[Start of RECORDS FOR THE EXERCISE]
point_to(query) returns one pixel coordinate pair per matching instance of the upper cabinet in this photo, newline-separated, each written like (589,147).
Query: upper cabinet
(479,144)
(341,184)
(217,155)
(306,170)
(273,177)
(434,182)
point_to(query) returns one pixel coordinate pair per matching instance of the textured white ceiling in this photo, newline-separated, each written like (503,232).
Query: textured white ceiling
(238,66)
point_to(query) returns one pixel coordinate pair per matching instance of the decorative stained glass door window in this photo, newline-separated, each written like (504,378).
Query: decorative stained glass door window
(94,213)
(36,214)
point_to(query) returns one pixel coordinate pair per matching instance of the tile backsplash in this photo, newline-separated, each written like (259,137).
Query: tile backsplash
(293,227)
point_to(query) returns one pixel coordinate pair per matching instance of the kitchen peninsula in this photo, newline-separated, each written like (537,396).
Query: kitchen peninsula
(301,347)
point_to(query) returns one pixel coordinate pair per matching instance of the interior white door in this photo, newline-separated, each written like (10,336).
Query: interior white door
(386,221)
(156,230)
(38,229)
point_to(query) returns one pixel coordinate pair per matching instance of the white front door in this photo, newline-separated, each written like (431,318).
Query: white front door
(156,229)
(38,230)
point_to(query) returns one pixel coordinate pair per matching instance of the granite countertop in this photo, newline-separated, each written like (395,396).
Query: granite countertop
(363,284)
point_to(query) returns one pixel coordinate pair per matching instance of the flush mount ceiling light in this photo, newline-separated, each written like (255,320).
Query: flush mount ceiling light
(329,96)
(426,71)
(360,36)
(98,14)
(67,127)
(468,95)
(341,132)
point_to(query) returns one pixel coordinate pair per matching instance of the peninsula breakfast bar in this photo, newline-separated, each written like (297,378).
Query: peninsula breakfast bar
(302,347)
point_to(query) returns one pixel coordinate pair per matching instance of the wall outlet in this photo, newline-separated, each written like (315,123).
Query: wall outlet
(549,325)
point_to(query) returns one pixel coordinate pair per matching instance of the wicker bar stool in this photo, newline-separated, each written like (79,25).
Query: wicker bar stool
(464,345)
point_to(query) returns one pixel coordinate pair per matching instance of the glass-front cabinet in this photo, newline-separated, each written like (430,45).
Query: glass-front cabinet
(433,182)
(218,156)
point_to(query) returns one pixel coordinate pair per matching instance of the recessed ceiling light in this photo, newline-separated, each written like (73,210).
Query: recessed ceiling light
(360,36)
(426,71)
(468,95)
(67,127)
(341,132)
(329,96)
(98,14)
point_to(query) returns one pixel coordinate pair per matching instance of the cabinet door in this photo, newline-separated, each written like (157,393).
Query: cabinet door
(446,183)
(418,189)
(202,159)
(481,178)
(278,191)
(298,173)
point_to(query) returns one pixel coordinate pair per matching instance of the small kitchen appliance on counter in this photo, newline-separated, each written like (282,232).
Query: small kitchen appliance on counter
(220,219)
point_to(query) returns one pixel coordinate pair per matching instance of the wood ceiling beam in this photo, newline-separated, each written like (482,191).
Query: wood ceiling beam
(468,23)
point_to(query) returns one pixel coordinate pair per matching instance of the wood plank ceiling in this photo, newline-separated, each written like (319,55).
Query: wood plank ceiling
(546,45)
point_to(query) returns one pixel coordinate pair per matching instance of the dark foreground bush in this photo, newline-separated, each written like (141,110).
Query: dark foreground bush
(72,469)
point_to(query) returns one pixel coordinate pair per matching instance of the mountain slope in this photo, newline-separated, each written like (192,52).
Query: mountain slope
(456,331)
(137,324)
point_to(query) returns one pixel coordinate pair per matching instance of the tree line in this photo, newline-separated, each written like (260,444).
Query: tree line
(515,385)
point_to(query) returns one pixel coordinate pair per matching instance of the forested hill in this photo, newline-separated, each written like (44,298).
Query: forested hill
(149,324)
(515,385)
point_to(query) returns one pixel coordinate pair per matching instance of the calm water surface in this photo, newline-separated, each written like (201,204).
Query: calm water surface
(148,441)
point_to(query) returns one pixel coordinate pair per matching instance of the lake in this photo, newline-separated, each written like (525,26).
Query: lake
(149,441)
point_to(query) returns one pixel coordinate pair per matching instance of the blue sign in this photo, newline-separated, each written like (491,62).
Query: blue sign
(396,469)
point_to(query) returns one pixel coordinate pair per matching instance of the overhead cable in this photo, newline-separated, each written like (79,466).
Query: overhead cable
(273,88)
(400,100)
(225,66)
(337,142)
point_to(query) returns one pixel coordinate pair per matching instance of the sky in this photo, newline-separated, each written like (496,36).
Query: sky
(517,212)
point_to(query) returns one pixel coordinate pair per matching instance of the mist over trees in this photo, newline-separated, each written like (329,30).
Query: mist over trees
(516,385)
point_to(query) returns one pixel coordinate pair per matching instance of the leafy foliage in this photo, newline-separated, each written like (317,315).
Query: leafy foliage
[End of RECORDS FOR THE EXERCISE]
▸ **GIVEN EXERCISE**
Please reproduce the entire listing above word for word, line by line.

▸ **SOLUTION FOR THIS PROBLEM**
point_to(query) returns one pixel coordinate pair per matching instance of the upper cabinet in this photo, newline-separated, each written like (589,147).
Query: upper cabinet
(479,144)
(341,184)
(217,155)
(306,170)
(273,177)
(434,182)
point_to(query) returns one pixel coordinate pair per matching instance of the textured white ceiling in this photo, newline-separated, each written like (503,232).
Query: textured white ceiling
(238,66)
point_to(query) returns one pixel coordinate pair per matching instance of the decorative stained glass door window in this photo, newline-separated, each written like (504,378).
Query: decorative stained glass door window
(94,213)
(36,214)
point_to(query) returns one pixel coordinate pair per matching instance of the tile backsplash in this photo, newline-separated, each written like (259,137).
Query: tile backsplash
(293,227)
point_to(query) returns one pixel coordinate pair per matching instance of the kitchen peninsula in this photo, newline-separated, each written like (537,396).
Query: kitchen peninsula
(301,347)
point_to(query) returns one pixel coordinate pair per matching instance of the interior white door in this photo, newline-separated, each written like (10,336).
Query: interior white door
(386,221)
(156,230)
(38,229)
point_to(query) returns one pixel coordinate pair per matching instance of the white front door in this photo, newline-separated, each written like (431,318).
Query: white front door
(156,229)
(38,230)
point_to(query) returns one pixel coordinate pair per matching instance of the granite countertop in this photo, newline-separated, each written like (395,396).
Query: granite countertop
(363,284)
point_to(query) returns one pixel coordinate pair per matching instance of the flush mount ceiling light in this photo, newline-separated, each written like (255,320).
Query: flush mount ceiling light
(329,96)
(426,71)
(360,36)
(98,14)
(67,127)
(468,95)
(341,132)
point_to(query) returns one pixel coordinate pair per matching instance of the peninsula breakfast bar in this photo, newline-separated, each written like (297,378).
Query: peninsula breakfast bar
(302,347)
point_to(query) returns one pixel coordinate pair per matching instance of the wall outlet in this photo, newline-separated, each written like (315,123).
Query: wall outlet
(549,325)
point_to(query) returns one pixel coordinate pair per matching instance of the wicker bar stool in this photo, newline-separated, each written like (79,25).
Query: wicker bar stool
(464,345)
point_to(query) returns one pixel coordinate pair per matching instance of the glass-front cabinet in this photo, newline-separated, each written like (430,45).
Query: glass-front cabinet
(433,182)
(218,156)
point_to(query) returns one pixel coordinate pair per matching instance of the recessed ceiling light in this photo, newline-separated, each written like (73,210).
Query: recessed ceiling light
(360,36)
(426,71)
(468,95)
(67,127)
(341,132)
(329,96)
(98,14)
point_to(query) returns one pixel coordinate pair per matching instance of the cabinet door in this photo, newline-separated, each written like (157,393).
Query: cabinet door
(446,183)
(418,189)
(202,159)
(481,178)
(278,191)
(298,173)
point_to(query) returns one pixel coordinate pair per matching instance of the small kitchen appliance on counter in this photo, newline-separated, each written like (282,232).
Query: small kitchen appliance on counter
(220,219)
point_to(query) returns one pixel coordinate pair per matching instance of the wood ceiling beam in this photo, newline-separated, each written like (482,191).
Query: wood ceiling beam
(468,23)
point_to(query) returns one pixel coordinate pair per matching instance of the wood plank ceiling in this photo, newline-separated, each written like (319,55).
Query: wood plank ceiling
(546,45)
point_to(query) returns one pixel coordinate pair per matching instance of the dark foreground bush in this photo, newline-separated, each written like (141,110).
Query: dark foreground bush
(72,469)
point_to(query) returns one pixel coordinate pair per matching instance of the mountain slope in this photo, newline-separated, each written like (192,52).
Query: mountain slope
(456,331)
(137,324)
point_to(query) returns one pixel coordinate pair per matching instance of the tree line in this photo, newline-separated, each written like (260,444).
Query: tree line
(515,385)
point_to(query) returns one pixel coordinate pair per matching instance of the forested hill in this photo, newline-separated, each written like (44,298).
Query: forested hill
(149,324)
(515,385)
point_to(query) returns one pixel coordinate pair per matching instance of the calm water surface in this photo, newline-separated, each written like (201,204).
Query: calm water surface
(148,441)
point_to(query) returns one pixel coordinate pair per matching instance of the lake in this photo, newline-separated, each written like (525,26).
Query: lake
(149,441)
point_to(query) returns one pixel coordinate pair per matching instance of the blue sign in this photo, newline-separated, each written like (491,62).
Query: blue sign
(396,469)
point_to(query) returns one pixel coordinate pair per matching instance of the overhead cable in this photo, newline-separated, each written like (79,466).
Query: overhead cable
(273,88)
(400,100)
(225,66)
(337,142)
point_to(query) returns one pixel coordinate pair per matching instance of the sky in this photo, newline-separated, each written like (496,36).
Query: sky
(517,212)
point_to(query) returns one pixel coordinate pair per matching instance of the mist over trees in this photo, newline-separated, each written like (329,30).
Query: mist over trees
(516,385)
point_to(query) returns one pixel coordinate pair per matching instance of the leafy foliage in this photo, newline-separated, each written like (317,315).
Query: leafy foliage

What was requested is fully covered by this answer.